-- Source extract --
>> Start
# Screws and Oak



## Freetochat (5 Jan 2006)

I know it is always advised to use brass screws in oak and not ordinary steel, but does that include stainless steel?


----------



## OPJ (5 Jan 2006)

I think I'm right in saying you're okay to use stainless steel screws.

I think it has something to do with the name, you know, being _stainless_... Therefore, it shouldn't react with the tannin and what-not to stain the timber, unlike aluminium, mild steel or some other metal.

Brass is very good in its appearence, but I wouldn't like to compare it to others for its strength. :S

Yes, I'm sure stainless steel is okay...

Okay, so perhaps someone else will come along now to put this to bed!


----------



## Newbie_Neil (6 Jan 2006)

Hi FTC



Freetochat":2og1cr1h said:


> I know it is always advised to use brass screws in oak and not ordinary steel, but does that include stainless steel?
>> End
-- Dataset content --
>> Start
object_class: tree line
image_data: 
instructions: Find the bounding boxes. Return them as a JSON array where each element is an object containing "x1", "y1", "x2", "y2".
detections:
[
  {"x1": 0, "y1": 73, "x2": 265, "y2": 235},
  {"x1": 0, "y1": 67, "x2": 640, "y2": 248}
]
>> End
-- Required work --
Answer these questions from the forum thread on screws and oak.
(a) According to the first post, what kind of screws is it always advised to use in oak?
(b) What does OPJ say stainless steel shouldn't react with?
(c) On what date did Newbie_Neil post?

-- Output for this exercise --
(a) Brass screws, not ordinary steel.
(b) The tannin.
(c) 6 Jan 2006.